__INSTRUCTIONS FOR THE TASK__: Copy out every one of the records below word for word.
::::::
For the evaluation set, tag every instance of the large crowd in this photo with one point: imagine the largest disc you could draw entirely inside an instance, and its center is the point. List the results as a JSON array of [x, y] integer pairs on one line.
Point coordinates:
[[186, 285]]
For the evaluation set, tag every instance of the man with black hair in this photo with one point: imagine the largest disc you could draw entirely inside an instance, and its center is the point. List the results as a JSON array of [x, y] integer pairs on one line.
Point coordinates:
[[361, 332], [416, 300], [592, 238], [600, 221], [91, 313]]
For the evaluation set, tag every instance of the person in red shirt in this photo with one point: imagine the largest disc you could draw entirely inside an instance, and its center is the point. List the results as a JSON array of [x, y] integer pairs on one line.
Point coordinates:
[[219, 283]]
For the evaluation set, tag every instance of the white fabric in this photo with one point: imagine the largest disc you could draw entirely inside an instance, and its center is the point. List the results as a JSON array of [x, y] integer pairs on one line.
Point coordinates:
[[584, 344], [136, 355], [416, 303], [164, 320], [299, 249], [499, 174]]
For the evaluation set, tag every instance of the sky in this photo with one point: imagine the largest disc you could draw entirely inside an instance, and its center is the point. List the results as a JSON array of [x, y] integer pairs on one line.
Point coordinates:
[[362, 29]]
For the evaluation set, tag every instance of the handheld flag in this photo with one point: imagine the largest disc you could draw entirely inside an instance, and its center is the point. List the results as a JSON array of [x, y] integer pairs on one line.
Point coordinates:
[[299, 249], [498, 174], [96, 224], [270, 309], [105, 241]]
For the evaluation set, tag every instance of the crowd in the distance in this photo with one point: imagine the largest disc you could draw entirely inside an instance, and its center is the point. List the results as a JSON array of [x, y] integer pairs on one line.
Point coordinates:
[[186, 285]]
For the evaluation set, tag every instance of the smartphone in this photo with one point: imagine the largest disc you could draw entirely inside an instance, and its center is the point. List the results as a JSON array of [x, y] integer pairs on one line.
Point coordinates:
::::::
__CORRECT RESPONSE__:
For the evaluation set, tag every instance of the large crowd in this photo with one point: imagine the largest disc you could draw entirely inside an instance, and its center is the point. List the results as a JSON array of [x, y] integer pairs on one line.
Point coordinates:
[[186, 285]]
For the evaluation set, tag every instance of the man with black hair in this photo with one point: imagine the largest disc you could draw entirely inside an instance, and its center is the point. List the results as a JSON array of [x, y] integer pairs on one line.
Point coordinates:
[[361, 332], [416, 300], [592, 238], [600, 221], [91, 313]]
For the evaluation set, tag every instance of the person in red shirt in this photo with one point: imagine the largest disc you could draw entirely inside an instance, and its center is the point. List the results as a JSON array of [x, y] integer pairs on one line.
Point coordinates:
[[219, 283]]
For the evaluation set, tag every instance of the white fabric in this photo with one point: imagine the largest disc you could draw entirely inside an instance, and its center is the point. List the results as a JSON array of [x, y] integer pairs on one line.
Point coordinates:
[[584, 344], [136, 355], [416, 303], [164, 320], [299, 249], [499, 174]]
For the evaluation set, tag every instance of the sky in this photo with one point: imagine the largest disc you could draw entirely inside an instance, and its center is the point. List the results as a JSON array of [x, y] integer pairs on one line.
Point coordinates:
[[362, 29]]
For the evaluation set, tag every instance of the handheld flag in this photo with one point: imagine the largest disc you could draw entirely inside an instance, and its center is the point. List the results as a JSON array of [x, y] integer pairs on one line.
Point coordinates:
[[299, 249], [498, 174], [96, 224], [270, 309], [105, 241]]
For the evaluation set, tag every instance of the crowd in the distance in this photo with one point: imagine the largest disc you could draw entirely inside an instance, and its center is the point. List the results as a JSON array of [x, y] integer pairs on one line.
Point coordinates:
[[186, 285]]
For the evaluation set, tag every instance of the smartphone in this photo with one point: imagine the largest disc you could draw entirely inside an instance, and its center is the point. List the results as a JSON array of [x, y] integer pairs on one line.
Point coordinates:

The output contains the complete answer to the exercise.